(DOCUMENT SEGMENT begins)

The VM was free. The complexity was not.

300 seconds.

That is the polling interval on the new local launchd job that replaced my Oracle VM reader runner. The old setup polled at exactly the same cadence, from a remote machine at 129.213.20.247. The only thing that actually changed is where the job runs.

That is a problem I should have caught a year ago.

The x engine reader runner did two things: it fetched data from X on a loop, and it served that data over HTTP so the main engine could consume it. Splitting those two concerns across a network boundary felt principled at the time. Separate concerns, separate machines, clean interface. The VM was free on Oracle’s always free tier, so the overhead felt like a non issue.

It was not free. It was deferred cost.

Every time something broke, I was debugging across two environments. The systemd units on the remote machine needed separate monitoring. deploy.sh existed because “deploy” was a real operation, not a file copy. serve.py existed because HTTP was the only transport that crossed the machine boundary. None of this was complexity serving the product. It was all complexity serving the infrastructure choice.

The fix was straightforward once I admitted the architecture was wrong.

Delete deploy.sh, serve.py, and the systemd units entirely. Add a single launchd plist (com.leviathan.x runner fetch.plist) that fires every 300 seconds with X_READ_ENV=runner and writes output to a local file. The main engine reads that file via X_RUNNER_FILE. HTTP transport gone. The “network boundary” is now a file path.

The surface area shrank considerably. The reader runner went from “remote service with a deployment pipeline” to “local periodic job.” Debugging is now one environment, one log file, one place to look.

The honest tradeoff: a local job means the reader goes down when my machine goes down. The VM had better uptime than my laptop. But the reader fetching X data is not a latency sensitive operation. Missing a 300 second window because the lid is closed does not matter. The fetch catches up when the machine wakes. The VM’s uptime advantage was solving a problem that was not real in this context.

(DOCUMENT SEGMENT ends)

**TASKS TO PERFORM**
1 > In the essay about replacing the Oracle VM reader runner, which variable does the main engine use to read the local output file?
2 > Write the next part of the essay about moving the reader runner off the Oracle VM, starting after its final paragraph.

(EXTRACTED ENTRIES begins)

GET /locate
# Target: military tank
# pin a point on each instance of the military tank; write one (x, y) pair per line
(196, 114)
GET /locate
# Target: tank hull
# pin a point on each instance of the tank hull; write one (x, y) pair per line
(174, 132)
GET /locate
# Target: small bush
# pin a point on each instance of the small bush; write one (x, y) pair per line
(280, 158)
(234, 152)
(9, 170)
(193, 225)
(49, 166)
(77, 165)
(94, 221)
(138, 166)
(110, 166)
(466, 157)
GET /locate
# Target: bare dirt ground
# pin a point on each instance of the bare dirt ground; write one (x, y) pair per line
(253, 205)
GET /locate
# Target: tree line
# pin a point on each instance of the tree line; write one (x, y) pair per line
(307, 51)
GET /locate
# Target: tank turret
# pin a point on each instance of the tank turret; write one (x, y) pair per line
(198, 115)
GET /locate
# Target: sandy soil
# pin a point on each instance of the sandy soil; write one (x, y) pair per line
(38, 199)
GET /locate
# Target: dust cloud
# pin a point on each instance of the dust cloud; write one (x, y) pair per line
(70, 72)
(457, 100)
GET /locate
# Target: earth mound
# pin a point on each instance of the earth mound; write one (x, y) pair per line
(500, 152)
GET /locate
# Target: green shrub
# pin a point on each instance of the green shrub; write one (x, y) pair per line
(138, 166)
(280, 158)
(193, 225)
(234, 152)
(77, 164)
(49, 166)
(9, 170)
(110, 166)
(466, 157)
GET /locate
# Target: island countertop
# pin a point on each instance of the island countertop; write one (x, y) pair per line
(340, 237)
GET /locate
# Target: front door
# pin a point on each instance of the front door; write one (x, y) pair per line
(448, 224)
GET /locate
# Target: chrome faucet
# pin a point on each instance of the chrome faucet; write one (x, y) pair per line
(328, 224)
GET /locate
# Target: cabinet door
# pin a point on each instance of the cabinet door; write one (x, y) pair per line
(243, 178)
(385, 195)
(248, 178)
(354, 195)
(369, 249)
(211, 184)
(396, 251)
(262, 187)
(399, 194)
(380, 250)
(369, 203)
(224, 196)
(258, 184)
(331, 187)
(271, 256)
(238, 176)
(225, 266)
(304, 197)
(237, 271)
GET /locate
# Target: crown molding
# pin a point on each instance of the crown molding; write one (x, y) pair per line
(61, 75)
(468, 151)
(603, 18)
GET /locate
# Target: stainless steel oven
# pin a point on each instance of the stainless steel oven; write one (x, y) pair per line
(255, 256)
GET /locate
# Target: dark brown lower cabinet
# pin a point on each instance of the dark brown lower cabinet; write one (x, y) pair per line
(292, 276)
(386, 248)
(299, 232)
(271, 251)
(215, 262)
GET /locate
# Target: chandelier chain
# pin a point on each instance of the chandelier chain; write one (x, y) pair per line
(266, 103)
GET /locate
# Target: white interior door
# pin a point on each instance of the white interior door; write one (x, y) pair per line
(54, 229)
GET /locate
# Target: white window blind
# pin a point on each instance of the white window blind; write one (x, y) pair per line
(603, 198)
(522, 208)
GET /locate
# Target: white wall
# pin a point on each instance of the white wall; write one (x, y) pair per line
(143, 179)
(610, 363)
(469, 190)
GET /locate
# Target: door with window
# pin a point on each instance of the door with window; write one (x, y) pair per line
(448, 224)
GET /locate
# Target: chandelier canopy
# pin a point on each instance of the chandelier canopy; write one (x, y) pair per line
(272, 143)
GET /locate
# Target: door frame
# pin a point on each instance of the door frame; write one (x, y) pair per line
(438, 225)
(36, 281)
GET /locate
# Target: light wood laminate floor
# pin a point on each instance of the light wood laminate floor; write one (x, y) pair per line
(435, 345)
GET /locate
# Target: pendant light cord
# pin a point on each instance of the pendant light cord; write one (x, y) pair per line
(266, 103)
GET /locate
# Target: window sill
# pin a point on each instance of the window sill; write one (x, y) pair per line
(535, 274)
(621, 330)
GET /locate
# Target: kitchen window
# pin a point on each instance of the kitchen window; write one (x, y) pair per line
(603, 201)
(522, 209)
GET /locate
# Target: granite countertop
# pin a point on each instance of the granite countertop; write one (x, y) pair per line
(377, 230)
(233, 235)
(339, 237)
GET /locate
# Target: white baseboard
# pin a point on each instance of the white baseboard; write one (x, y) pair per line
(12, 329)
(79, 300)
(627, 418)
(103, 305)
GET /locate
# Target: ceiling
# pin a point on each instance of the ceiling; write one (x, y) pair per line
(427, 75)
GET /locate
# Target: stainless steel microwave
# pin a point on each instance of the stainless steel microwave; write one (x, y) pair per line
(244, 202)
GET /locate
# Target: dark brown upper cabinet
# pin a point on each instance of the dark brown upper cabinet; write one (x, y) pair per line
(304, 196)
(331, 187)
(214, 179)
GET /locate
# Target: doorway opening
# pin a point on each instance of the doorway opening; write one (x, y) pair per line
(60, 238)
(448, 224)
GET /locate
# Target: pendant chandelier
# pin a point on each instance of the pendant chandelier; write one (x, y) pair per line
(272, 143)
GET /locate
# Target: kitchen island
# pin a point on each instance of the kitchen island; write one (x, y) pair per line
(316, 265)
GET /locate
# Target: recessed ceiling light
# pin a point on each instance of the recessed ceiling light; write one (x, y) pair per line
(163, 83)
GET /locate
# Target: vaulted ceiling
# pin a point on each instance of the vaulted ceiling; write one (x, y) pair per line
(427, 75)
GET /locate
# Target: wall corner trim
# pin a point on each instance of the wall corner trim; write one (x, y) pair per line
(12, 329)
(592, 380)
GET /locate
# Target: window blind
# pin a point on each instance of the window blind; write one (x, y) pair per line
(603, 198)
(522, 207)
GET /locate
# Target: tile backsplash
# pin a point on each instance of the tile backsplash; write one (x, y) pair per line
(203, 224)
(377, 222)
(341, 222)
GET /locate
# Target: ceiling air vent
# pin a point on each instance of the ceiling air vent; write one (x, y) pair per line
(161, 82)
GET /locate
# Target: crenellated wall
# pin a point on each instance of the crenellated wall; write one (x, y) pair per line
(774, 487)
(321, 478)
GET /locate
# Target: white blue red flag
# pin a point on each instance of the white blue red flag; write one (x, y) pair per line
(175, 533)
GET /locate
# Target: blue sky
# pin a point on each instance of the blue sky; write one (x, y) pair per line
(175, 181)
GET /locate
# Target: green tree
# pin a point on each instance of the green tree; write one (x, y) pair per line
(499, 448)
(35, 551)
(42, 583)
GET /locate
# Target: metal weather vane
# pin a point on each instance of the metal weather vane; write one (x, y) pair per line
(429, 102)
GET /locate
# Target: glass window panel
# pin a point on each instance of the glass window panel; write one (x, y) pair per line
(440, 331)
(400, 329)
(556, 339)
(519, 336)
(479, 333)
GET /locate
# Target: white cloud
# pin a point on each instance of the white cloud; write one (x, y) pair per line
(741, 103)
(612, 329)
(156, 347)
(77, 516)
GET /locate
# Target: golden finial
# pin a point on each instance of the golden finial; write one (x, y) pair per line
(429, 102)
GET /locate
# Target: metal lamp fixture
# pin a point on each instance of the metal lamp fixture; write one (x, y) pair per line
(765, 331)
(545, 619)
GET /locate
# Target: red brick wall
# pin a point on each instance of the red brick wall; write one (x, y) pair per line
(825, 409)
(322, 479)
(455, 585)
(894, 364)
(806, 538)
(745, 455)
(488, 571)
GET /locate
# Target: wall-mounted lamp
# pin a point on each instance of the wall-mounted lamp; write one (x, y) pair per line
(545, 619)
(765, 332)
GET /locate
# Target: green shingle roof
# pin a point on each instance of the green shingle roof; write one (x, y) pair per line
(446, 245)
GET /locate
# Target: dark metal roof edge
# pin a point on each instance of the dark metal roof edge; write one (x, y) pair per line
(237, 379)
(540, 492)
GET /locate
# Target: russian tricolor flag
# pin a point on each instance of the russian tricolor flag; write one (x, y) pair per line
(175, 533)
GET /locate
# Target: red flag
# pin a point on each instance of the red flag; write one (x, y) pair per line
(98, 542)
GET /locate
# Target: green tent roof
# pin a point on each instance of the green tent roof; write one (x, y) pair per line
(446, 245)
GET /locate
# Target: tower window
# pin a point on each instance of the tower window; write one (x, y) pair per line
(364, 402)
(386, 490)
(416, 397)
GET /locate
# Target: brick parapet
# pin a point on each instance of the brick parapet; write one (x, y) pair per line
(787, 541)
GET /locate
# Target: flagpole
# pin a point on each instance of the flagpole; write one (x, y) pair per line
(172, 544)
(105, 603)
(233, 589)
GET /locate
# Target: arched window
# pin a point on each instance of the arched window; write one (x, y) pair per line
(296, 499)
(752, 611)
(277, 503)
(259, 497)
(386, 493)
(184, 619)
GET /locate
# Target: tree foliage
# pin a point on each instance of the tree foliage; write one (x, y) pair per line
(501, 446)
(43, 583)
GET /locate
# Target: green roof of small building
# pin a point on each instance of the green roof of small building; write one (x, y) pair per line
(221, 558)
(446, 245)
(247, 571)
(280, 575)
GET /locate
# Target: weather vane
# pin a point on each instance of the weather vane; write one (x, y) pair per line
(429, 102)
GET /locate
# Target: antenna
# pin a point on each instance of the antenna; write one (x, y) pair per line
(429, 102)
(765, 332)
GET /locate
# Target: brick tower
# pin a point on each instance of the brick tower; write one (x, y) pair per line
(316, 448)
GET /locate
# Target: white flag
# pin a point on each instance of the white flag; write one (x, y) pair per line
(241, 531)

(EXTRACTED ENTRIES ends)
(EXTRACTED ENTRIES begins)

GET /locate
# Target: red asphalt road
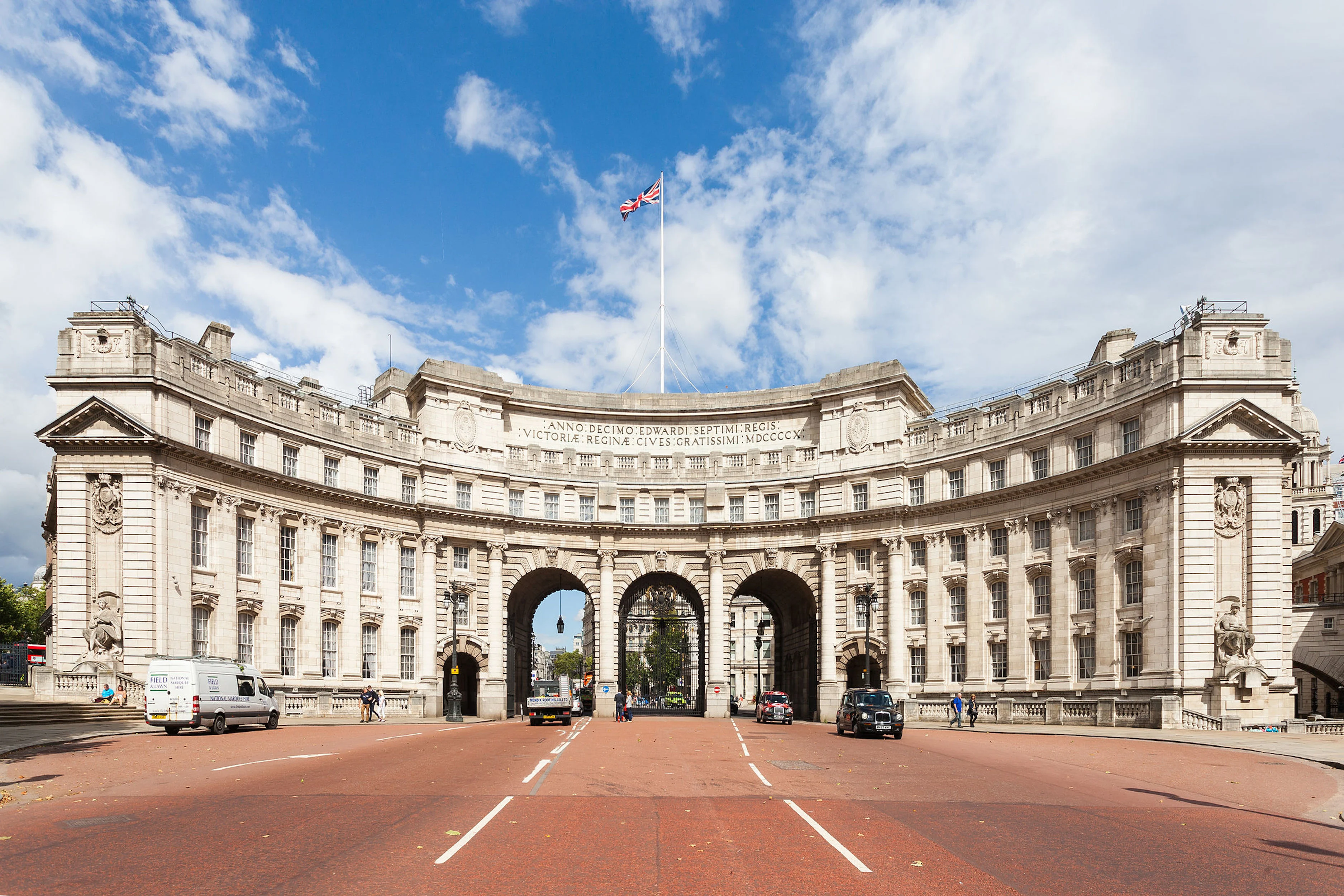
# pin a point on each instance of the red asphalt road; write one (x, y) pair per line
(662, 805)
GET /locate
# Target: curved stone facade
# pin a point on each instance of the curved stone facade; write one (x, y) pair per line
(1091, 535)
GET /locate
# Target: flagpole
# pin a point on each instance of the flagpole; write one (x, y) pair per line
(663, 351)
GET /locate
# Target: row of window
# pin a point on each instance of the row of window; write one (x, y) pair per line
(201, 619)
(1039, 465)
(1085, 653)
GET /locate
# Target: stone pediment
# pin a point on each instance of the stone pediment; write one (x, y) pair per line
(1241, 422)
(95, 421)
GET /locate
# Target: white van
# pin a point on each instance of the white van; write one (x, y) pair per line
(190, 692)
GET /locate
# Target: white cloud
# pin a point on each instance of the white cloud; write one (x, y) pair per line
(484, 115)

(EXTRACTED ENTRIES ends)

**ACTIVITY ANSWERS**
1 > X_RUNNER_FILE

2 >
The other thing I cleaned up while touching all this code: docstrings and comments that still referenced the VM architecture. “Fetches data from the remote runner service” is a lie once the remote runner is gone. Dead documentation is worse than no documentation. It misleads the next reader (me, six months from now) into thinking there is a VM to care about. So I went through fetch.py, runner_file.py, syndication.py, base.py, router.py, and config.py and cut every mention of a remote setup that no longer exists.

While I was in there, I also caught that the root CLAUDE.md had stale x engine test instructions and that the LinkedIn test suite had been quietly missing two dev dependencies (responses and pypdf) since a uv workspace migration in May. Neither was urgent. Both were the kind of rot that accumulates when you ship fast and move on.

If I were starting this from scratch: never reach for a remote VM to host a periodic fetch job unless you genuinely need the separate uptime. The “free infrastructure” framing is seductive but every machine boundary is a complexity cost you pay every time you debug. Start local. Add infrastructure only when you have a specific reason the local version fails.

The Oracle VM still exists. I am not deleting it. But the x engine no longer needs it to run, and that is the right direction.